● TO DO:
Format every line of the listing below as a JSON list of strings, one string per line, and skip blank lines. Leave the pictures out of your answer.

● DATA TO USE:
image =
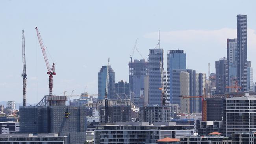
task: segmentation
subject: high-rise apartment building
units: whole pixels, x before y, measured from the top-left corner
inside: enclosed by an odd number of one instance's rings
[[[144,90],[145,77],[148,75],[148,63],[134,59],[129,63],[129,83],[131,99],[137,103],[141,90]],[[129,94],[129,95],[130,95]]]
[[[98,94],[99,100],[103,100],[105,96],[107,67],[107,66],[102,66],[100,72],[98,73]],[[108,96],[109,99],[112,99],[115,98],[115,74],[110,66],[109,70],[109,75]]]
[[[115,93],[119,95],[125,94],[128,96],[130,94],[129,85],[126,81],[121,80],[115,84]]]
[[[6,103],[6,108],[7,109],[15,109],[16,107],[16,103],[15,102],[8,101]]]
[[[206,76],[205,73],[196,73],[195,96],[204,96],[206,92]],[[205,93],[206,94],[206,93]],[[202,111],[202,98],[193,98],[191,104],[191,113]]]
[[[186,53],[184,50],[172,50],[167,54],[167,103],[172,103],[173,70],[186,69]]]
[[[163,49],[162,48],[150,49],[148,55],[149,92],[148,104],[162,105],[161,91],[159,88],[161,87],[160,61],[162,66],[164,65]],[[166,76],[164,76],[165,81]]]
[[[4,113],[4,105],[0,105],[0,111],[1,112]]]
[[[247,61],[247,89],[249,92],[253,90],[253,70],[251,66],[250,61]]]
[[[212,96],[215,94],[216,91],[216,74],[214,72],[211,73],[209,79],[210,95]]]
[[[227,56],[228,63],[228,85],[233,85],[237,80],[237,41],[236,39],[227,39]],[[228,91],[232,91],[229,89]]]
[[[237,16],[237,78],[239,89],[247,91],[247,16]]]
[[[223,102],[223,135],[230,137],[237,132],[256,131],[256,96],[245,94],[227,98]]]
[[[181,89],[183,88],[181,85],[180,81],[181,76],[184,76],[183,74],[180,75],[180,73],[182,72],[187,72],[189,74],[189,94],[188,95],[186,95],[186,96],[195,96],[195,70],[173,70],[173,89],[172,90],[172,96],[171,101],[172,102],[172,104],[178,104],[180,107],[181,107],[181,98],[180,97],[180,96],[181,95]],[[188,99],[188,100],[190,101],[189,103],[193,103],[194,100],[191,100],[192,99]],[[189,105],[190,107],[191,107],[191,105]],[[189,109],[191,110],[192,109],[191,107],[189,107]]]
[[[224,94],[228,91],[228,64],[226,57],[215,61],[216,70],[216,92],[217,94]]]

● WRITTEN ANSWER:
[
  "image =",
  "task: segmentation",
  "subject: high-rise apartment building",
  "units: whole pixels, x before y, measured from the top-left corner",
  "inside: enclosed by an odd number of one instance's rings",
  "[[[144,90],[145,77],[148,75],[148,63],[134,59],[129,63],[129,83],[131,99],[137,103],[141,90]],[[129,94],[129,95],[130,95]]]",
  "[[[98,94],[99,100],[103,100],[105,96],[107,67],[107,66],[102,66],[100,72],[98,73]],[[108,96],[109,99],[112,99],[115,98],[115,74],[110,66],[109,70],[109,75]]]",
  "[[[115,93],[119,95],[125,94],[128,96],[130,94],[129,85],[126,81],[121,80],[115,84]]]",
  "[[[6,103],[6,108],[7,109],[15,109],[16,107],[16,103],[15,102],[8,101]]]",
  "[[[206,76],[205,73],[196,73],[195,96],[204,96],[206,92]],[[205,93],[206,94],[206,93]],[[202,111],[202,98],[193,98],[191,104],[191,113]]]",
  "[[[186,53],[184,50],[172,50],[167,54],[167,103],[172,103],[173,70],[186,69]]]",
  "[[[163,49],[162,48],[150,49],[148,55],[149,92],[148,104],[162,105],[161,91],[159,88],[161,87],[160,61],[162,66],[164,65]],[[166,76],[164,76],[165,81]]]",
  "[[[4,113],[4,105],[0,105],[0,111],[1,112]]]",
  "[[[247,61],[247,89],[249,92],[253,90],[253,70],[251,66],[250,61]]]",
  "[[[212,96],[215,94],[216,91],[216,74],[214,72],[211,73],[209,79],[210,95]]]",
  "[[[227,56],[228,63],[228,85],[233,85],[237,80],[237,41],[236,39],[227,39]],[[228,91],[232,91],[229,89]]]",
  "[[[237,16],[237,78],[239,89],[247,91],[247,16]]]",
  "[[[223,102],[223,135],[230,137],[237,132],[256,131],[256,96],[245,94],[227,98]]]",
  "[[[181,89],[183,88],[181,85],[180,81],[181,76],[184,76],[183,74],[180,75],[180,73],[182,72],[187,72],[189,74],[189,94],[188,95],[186,95],[186,96],[195,96],[195,70],[173,70],[173,89],[172,90],[172,96],[171,101],[172,102],[172,104],[178,104],[180,107],[181,107],[181,98],[180,97],[180,96],[181,95]],[[188,99],[188,100],[190,101],[189,103],[193,103],[194,100],[191,100],[192,99]],[[189,105],[190,107],[191,107],[191,105]],[[189,109],[191,110],[192,109],[191,107],[189,107]]]",
  "[[[224,94],[228,91],[228,64],[226,57],[215,61],[216,70],[216,92],[217,94]]]"
]